*** Opening Records for this task ***

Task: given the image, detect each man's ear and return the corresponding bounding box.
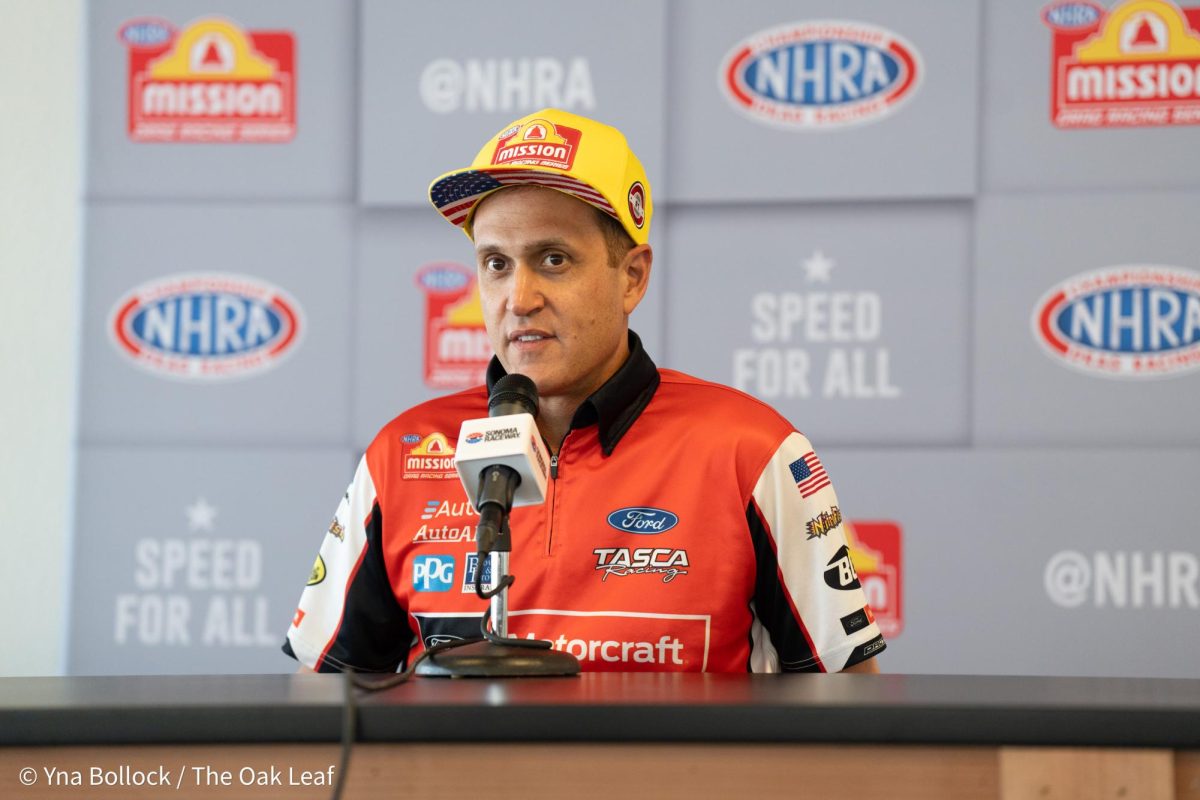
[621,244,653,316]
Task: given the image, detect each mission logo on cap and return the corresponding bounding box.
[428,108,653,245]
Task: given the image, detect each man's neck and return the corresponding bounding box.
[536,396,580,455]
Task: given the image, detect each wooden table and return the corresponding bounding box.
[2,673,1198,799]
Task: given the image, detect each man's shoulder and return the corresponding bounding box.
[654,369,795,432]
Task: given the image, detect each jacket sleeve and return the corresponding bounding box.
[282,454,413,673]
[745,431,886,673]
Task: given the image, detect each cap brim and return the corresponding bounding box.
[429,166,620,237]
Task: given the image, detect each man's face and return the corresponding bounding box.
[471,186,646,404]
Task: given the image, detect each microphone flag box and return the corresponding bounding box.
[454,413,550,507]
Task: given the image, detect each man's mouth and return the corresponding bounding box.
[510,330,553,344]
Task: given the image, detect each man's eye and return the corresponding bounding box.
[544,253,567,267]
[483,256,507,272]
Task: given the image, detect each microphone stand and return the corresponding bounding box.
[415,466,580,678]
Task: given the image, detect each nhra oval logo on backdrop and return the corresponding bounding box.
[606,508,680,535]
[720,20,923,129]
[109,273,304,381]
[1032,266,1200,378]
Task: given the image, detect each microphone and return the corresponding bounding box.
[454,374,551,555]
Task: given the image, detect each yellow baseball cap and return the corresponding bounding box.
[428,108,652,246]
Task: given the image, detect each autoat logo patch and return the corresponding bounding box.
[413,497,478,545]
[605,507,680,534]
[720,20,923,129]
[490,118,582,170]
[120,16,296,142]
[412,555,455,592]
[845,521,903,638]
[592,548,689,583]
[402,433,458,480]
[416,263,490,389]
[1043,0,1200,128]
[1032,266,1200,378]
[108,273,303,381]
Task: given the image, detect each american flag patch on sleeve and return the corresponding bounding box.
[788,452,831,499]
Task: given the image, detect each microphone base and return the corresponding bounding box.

*** Closing Records for this task ***

### Your task
Please set down every record exactly as it appears, leaving out the pictures.

### Task result
Task: given the image, detect each man's ear and return the corresponding bounding box.
[621,244,653,316]
Task: given the image, detect each mission logo on cap and return the corresponding bounding box.
[428,108,653,245]
Task: given the image, detect each man's neck and return the corresponding bounding box.
[536,396,580,455]
Task: given the image, detect each wooden table and return the corresponding bounding box.
[2,673,1198,799]
Task: given the image, detect each man's shoulder and return the corresponding bounding box.
[654,369,795,432]
Task: given the image, detect each jacket sleeve and return the corresponding bounding box.
[282,454,413,673]
[745,431,886,673]
Task: given the image, detect each cap brim and return the corresponding bounding box.
[429,166,620,237]
Task: given the image, detect each man's face and return the corresponding bounding box.
[471,186,646,404]
Task: given the image, detect each microphone flag box and return the corresponding bounding box.
[454,413,550,507]
Task: given the image, detect each man's mouth and return the corresponding bounding box.
[510,330,553,344]
Task: given the image, detect each man's eye and return the corresponding bounding box.
[544,253,567,267]
[483,256,507,272]
Task: given the image, detect each microphone stand and return the corresponding bounding box.
[415,466,580,678]
Task: given the image, detect each nhra oval logo on backdrop and return the corresponding bounding box.
[606,508,680,535]
[720,20,923,129]
[109,273,304,381]
[1032,266,1200,378]
Task: given the image, detect each microphone and return the corresponding bounding box.
[454,374,551,555]
Task: given the image, detect each yellow baseball cap and return the corresponding bounding box.
[428,108,652,246]
Task: given the image, detect each autoat logo patch and return the corresponding bounding box.
[413,497,478,545]
[605,507,680,534]
[720,20,923,129]
[490,118,582,170]
[120,16,296,142]
[412,555,455,592]
[845,521,903,638]
[592,548,689,583]
[402,433,458,480]
[416,263,490,389]
[1043,0,1200,128]
[1032,266,1200,378]
[108,273,303,381]
Task: given the image, detect each american flag patch on sleeve and return the corresponding bounding box.
[788,452,831,499]
Task: given the image, detect each microphone base and return the corresponding bounding box.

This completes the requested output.